Exercise directions — The data needs to be returned in full, exactly as it reads.

[Records from a collection]
========================================================================

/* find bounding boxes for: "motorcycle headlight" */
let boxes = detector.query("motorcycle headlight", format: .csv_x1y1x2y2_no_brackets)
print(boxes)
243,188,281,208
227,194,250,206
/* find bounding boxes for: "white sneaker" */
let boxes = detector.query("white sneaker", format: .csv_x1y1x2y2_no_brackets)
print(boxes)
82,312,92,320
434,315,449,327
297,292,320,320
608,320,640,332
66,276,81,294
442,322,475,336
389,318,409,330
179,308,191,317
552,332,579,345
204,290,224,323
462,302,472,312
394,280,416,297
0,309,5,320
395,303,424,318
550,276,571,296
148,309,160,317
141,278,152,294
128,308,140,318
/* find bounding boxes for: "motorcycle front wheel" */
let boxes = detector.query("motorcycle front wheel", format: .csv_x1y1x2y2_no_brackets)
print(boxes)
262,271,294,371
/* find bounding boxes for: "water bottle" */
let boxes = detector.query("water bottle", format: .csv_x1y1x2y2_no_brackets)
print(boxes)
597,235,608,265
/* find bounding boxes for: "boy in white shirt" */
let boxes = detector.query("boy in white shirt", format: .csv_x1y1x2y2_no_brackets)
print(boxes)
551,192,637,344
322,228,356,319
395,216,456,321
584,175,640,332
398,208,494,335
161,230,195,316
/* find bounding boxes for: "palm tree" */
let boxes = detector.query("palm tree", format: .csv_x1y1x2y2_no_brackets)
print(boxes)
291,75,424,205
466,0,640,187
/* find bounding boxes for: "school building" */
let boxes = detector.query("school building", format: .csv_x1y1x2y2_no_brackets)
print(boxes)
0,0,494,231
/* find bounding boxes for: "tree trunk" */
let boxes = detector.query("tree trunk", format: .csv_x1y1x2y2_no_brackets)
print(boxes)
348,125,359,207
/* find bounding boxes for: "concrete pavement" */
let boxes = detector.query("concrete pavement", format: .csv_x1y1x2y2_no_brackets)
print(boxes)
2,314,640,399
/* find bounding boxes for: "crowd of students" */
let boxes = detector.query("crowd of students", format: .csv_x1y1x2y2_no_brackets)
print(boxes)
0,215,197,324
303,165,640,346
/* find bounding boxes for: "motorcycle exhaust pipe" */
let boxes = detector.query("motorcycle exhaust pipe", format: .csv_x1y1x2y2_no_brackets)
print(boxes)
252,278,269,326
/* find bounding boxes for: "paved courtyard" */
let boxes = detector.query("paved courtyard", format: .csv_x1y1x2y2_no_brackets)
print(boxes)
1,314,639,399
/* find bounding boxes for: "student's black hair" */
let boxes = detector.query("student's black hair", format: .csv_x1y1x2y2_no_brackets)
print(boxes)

========================================================================

Answer to this problem —
/* find bounding boxes for: "motorcycle headlight" */
let boxes = detector.query("motorcycle headlight", format: .csv_x1y1x2y2_no_brackets)
print(boxes)
243,188,281,208
227,194,250,206
/* find bounding boxes for: "white sneaker" */
let boxes = detector.query("white sneaker", format: .csv_x1y1x2y2_no_brackets)
print(boxes)
82,312,92,320
434,315,449,327
297,292,320,320
608,320,640,332
66,276,81,294
442,322,475,336
389,318,409,330
179,308,191,317
552,332,579,345
204,290,224,323
462,302,472,312
394,280,416,297
0,309,5,320
395,303,424,318
550,276,571,296
148,309,160,317
141,278,152,294
128,308,140,318
/* find bounding boxes for: "motorcycle front wheel" */
let boxes = detector.query("motorcycle front wheel", format: .csv_x1y1x2y2_no_brackets)
print(boxes)
262,271,294,371
/* find bounding boxes for: "water bottle" */
let boxes = detector.query("water bottle", format: .csv_x1y1x2y2_no_brackets)
print(boxes)
597,235,608,265
/* find bounding boxes for: "boy in white shirt" */
let boxes = detector.query("boy in white shirt", format: .csv_x1y1x2y2_no_brackets)
print(boxes)
551,192,637,344
322,228,356,319
395,216,456,321
584,175,640,332
398,208,494,335
161,230,195,316
/* find bounding boxes for: "palm tree" */
let boxes = detector.query("palm tree", format: .csv_x1y1x2y2_no_brackets)
print(boxes)
291,75,424,205
466,0,640,187
/* find bounding boxes for: "school building" */
let boxes = detector.query("school building", format: .csv_x1y1x2y2_no_brackets)
print(boxes)
0,0,494,231
/* find bounding boxes for: "tree trunk" */
let boxes = detector.query("tree trunk", format: .csv_x1y1x2y2_no_brackets)
print(boxes)
348,125,359,207
/* find bounding boxes for: "concrete pavement" */
let boxes = detector.query("concrete pavement", format: .csv_x1y1x2y2_no_brackets)
print(boxes)
2,314,640,399
/* find bounding boxes for: "crowd of students" */
let boxes = detector.query("crowd of students", format: .csv_x1y1x2y2_no_brackets)
print(boxes)
0,215,197,324
303,165,640,346
/* find bounding boxes for: "motorcycle exhaust pipe" */
let boxes = detector.query("motorcycle exhaust pipe", format: .csv_x1y1x2y2_no_brackets)
print(boxes)
252,278,269,326
/* find bounding boxes for: "paved courtyard" */
let boxes = detector.query("paved courtyard", format: .csv_x1y1x2y2_no_brackets)
print(boxes)
1,314,639,399
/* find bounding boxes for: "student's black hair" */
let boxes = detector.query("student's black hair", format: .csv_x1y1x2y2_no_brackets)
print(boxes)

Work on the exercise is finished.